** Passage to read **
* * * *

If a mendicant Bairāgi keeps a woman it is stated that he is expelled from the community, but this rule does not seem to be enforced in practice. If he is detected in a casual act of sexual intercourse a fine should be imposed, such as feeding two or three hundred Bairāgis. The property of an unmarried Bairāgi descends to a selected chela or disciple. The bodies of the dead are usually burnt, but those of saints specially famous for their austerities or piety are buried, and salt is put round the body to preserve it. Such men are known as Bhakta.
14. Bairāgi monasteries.
The Bairāgis[10] have numerous maths or monasteries, scattered over the country and usually attached to temples. The Math comprises a set of huts or chambers for the Mahant or superior and his permanent pupils; a temple and often the Samādhi or tomb of the founder, or of some eminent Mahant; and a Dharmsāla or charitable hostel for the accommodation of wandering members of the order, and of other travellers who are constantly visiting the temple. Ingress and egress are free to all, and, indeed, a restraint on personal liberty seems never to have entered into the conception of any Hindu religious legislator. There are, as a rule, a small number of resident chelas or disciples who are scholars and attendants on the superiors, and also out-members who travel over the country and return to the monastery as a headquarters. The monastery has commonly some small endowment in land, and the resident chelas go out and beg for alms for their common support. If the Mahant is married the headship may descend in his family; but when he is unmarried his successor is one of his disciples, who is commonly chosen by election at a meeting of the Mahants of neighbouring monasteries. Formerly the Hindu governor of the district would preside at such an election, but it is now, of course, left entirely to the Bairāgis themselves.

* * * *

** Work to complete **
**a)** List each of the parts that the Bairāgi monastery passage says a Math comprises.
**b)** Revise the Bairāgi passage between "If a mendicant" and "known as Bhakta.", inclusive, writing "cremated" wherever "burnt" appears.
**c)** According to the Bairāgi passage, how is the successor of an unmarried Mahant commonly chosen?

** Collected data **
* * * *

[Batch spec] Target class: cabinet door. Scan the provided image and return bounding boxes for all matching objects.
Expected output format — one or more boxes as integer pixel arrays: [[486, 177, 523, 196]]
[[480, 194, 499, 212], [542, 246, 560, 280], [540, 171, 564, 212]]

* * * *

** Task answers **
**a)**
- A set of huts or chambers for the Mahant or superior and his permanent pupils
- A temple
- Often the Samādhi or tomb of the founder, or of some eminent Mahant
- A Dharmsāla or charitable hostel for wandering members of the order and other travellers

**b)**
If a mendicant Bairāgi keeps a woman it is stated that he is expelled from the community, but this rule does not seem to be enforced in practice. If he is detected in a casual act of sexual intercourse a fine should be imposed, such as feeding two or three hundred Bairāgis. The property of an unmarried Bairāgi descends to a selected chela or disciple. The bodies of the dead are usually cremated, but those of saints specially famous for their austerities or piety are buried, and salt is put round the body to preserve it. Such men are known as Bhakta.

**c)** By election at a meeting of the Mahants of neighbouring monasteries.